-- Aim --
Copy out everything from the line containing "I trust your judgement on this. Please find the white trim" down to the line containing "[238,203,247,227]", both of those lines included, with no changes.

## BEGIN Entries supplied

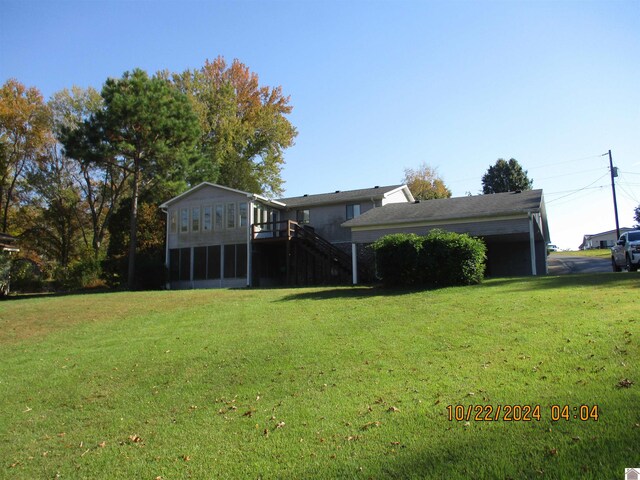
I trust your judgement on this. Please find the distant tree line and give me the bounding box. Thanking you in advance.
[0,57,297,294]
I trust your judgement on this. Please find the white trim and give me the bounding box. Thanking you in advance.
[160,182,285,208]
[529,212,538,277]
[247,200,253,287]
[351,243,358,285]
[382,185,416,203]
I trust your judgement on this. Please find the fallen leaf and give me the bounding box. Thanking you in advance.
[618,378,633,388]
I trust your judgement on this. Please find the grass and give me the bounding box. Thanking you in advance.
[0,274,640,479]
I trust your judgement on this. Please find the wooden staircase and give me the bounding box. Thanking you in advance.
[252,220,366,285]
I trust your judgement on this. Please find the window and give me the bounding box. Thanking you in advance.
[202,207,211,232]
[296,210,310,223]
[207,245,220,280]
[169,210,178,233]
[193,247,207,280]
[224,245,236,278]
[227,203,236,228]
[224,243,247,278]
[191,207,200,232]
[180,248,191,282]
[169,248,180,282]
[347,203,360,220]
[180,208,189,233]
[213,205,224,230]
[238,203,247,227]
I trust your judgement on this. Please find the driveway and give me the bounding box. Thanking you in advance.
[547,254,612,275]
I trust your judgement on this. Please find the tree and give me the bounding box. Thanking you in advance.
[404,163,451,200]
[63,69,200,288]
[173,57,297,196]
[482,158,533,194]
[49,87,130,258]
[0,79,53,232]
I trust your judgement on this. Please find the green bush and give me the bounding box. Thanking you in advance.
[371,233,422,286]
[54,256,102,290]
[11,258,46,293]
[421,229,487,287]
[372,229,486,287]
[0,255,11,298]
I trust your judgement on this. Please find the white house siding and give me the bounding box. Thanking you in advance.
[352,217,547,276]
[167,185,252,289]
[377,189,409,206]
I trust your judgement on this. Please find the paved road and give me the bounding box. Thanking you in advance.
[547,254,613,275]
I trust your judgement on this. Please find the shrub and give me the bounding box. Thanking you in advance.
[54,256,102,290]
[372,230,486,287]
[0,255,11,298]
[421,229,487,287]
[11,258,45,293]
[371,233,422,286]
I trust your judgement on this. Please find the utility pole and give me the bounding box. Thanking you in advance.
[609,150,620,239]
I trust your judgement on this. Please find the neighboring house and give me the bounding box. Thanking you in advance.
[343,190,550,276]
[161,182,549,289]
[578,227,633,250]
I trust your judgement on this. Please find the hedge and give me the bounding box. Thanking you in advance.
[371,229,487,287]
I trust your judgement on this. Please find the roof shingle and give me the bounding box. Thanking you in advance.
[342,190,542,228]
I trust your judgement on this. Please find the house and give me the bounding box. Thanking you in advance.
[578,227,633,250]
[343,190,550,276]
[161,182,548,289]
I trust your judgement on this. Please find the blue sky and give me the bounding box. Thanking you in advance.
[0,0,640,248]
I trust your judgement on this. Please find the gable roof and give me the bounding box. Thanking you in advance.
[278,185,413,208]
[160,182,284,208]
[342,190,546,228]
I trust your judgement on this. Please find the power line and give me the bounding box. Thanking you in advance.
[547,172,609,203]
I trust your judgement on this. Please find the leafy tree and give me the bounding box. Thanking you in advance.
[62,69,200,288]
[49,87,130,258]
[404,163,451,200]
[20,146,87,270]
[482,158,533,194]
[173,57,297,196]
[0,79,52,232]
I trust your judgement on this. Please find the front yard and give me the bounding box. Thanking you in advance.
[0,274,640,479]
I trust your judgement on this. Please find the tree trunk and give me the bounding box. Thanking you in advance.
[127,162,140,290]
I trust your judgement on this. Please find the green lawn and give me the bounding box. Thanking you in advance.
[0,274,640,479]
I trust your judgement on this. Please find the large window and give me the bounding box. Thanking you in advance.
[202,206,211,232]
[227,203,236,228]
[347,203,360,220]
[191,207,200,233]
[296,210,310,223]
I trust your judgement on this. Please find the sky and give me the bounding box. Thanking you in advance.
[0,0,640,249]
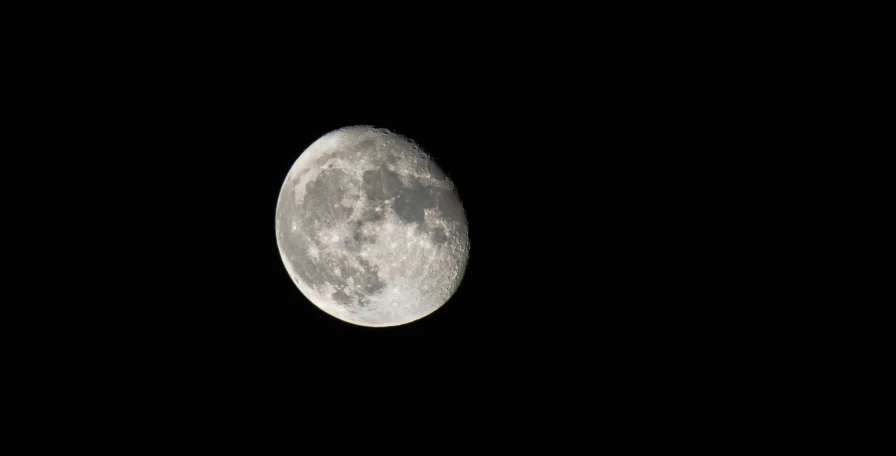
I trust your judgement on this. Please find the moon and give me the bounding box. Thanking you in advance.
[275,126,470,327]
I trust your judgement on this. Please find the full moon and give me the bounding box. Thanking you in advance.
[275,126,470,326]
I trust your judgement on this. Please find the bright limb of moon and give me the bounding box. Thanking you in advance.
[275,126,469,326]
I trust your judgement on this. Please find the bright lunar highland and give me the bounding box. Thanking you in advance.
[275,126,470,326]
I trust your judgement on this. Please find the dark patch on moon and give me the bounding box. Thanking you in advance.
[429,227,448,244]
[302,169,354,226]
[363,168,401,201]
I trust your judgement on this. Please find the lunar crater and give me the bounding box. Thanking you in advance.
[275,126,469,326]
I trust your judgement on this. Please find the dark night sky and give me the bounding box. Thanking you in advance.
[38,30,748,398]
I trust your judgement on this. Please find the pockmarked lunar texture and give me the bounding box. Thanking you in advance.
[276,126,469,326]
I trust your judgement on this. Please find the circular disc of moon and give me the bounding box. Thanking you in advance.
[276,126,469,326]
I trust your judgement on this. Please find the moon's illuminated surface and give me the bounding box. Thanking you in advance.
[276,126,470,326]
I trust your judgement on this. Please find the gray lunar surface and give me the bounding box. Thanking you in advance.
[276,126,469,326]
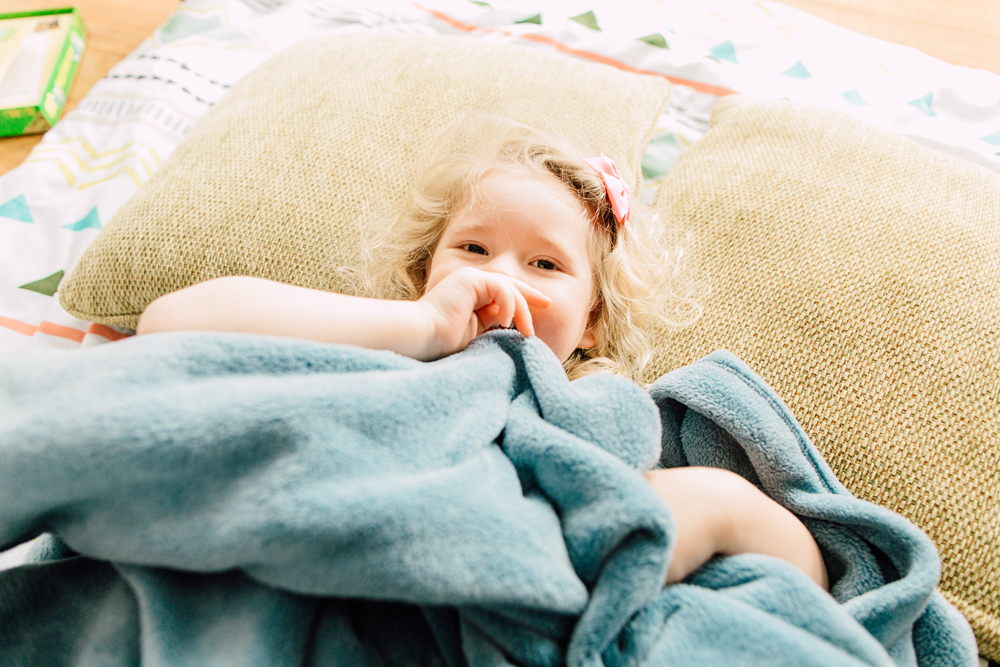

## END Entries supplied

-- Exercise result --
I trust your judgement on this. Please find the white trim and give me the bounding box. Thanking you in advance.
[160,182,285,208]
[529,212,538,277]
[247,200,253,287]
[351,243,358,285]
[382,185,416,203]
I trust your judgement on this. Please find the fallen leaf and give me the bounding box. Thanking you in advance.
[618,378,633,388]
I trust your judgement on this. Please find the grass and give me the bounding box. Thanking you in advance.
[0,274,640,479]
I trust your judgement on this. Please find the wooden staircase and give me the bounding box. Thanking you in advance.
[252,220,366,285]
I trust your judgement on this. Please find the window and give me the bounding box. Thanking you in advance.
[202,207,211,232]
[296,210,310,223]
[207,245,220,280]
[169,210,178,233]
[193,247,207,280]
[224,245,236,278]
[227,203,236,228]
[224,243,247,278]
[191,207,200,232]
[180,248,191,282]
[169,248,180,282]
[347,203,360,220]
[180,208,189,233]
[213,205,224,230]
[238,203,247,227]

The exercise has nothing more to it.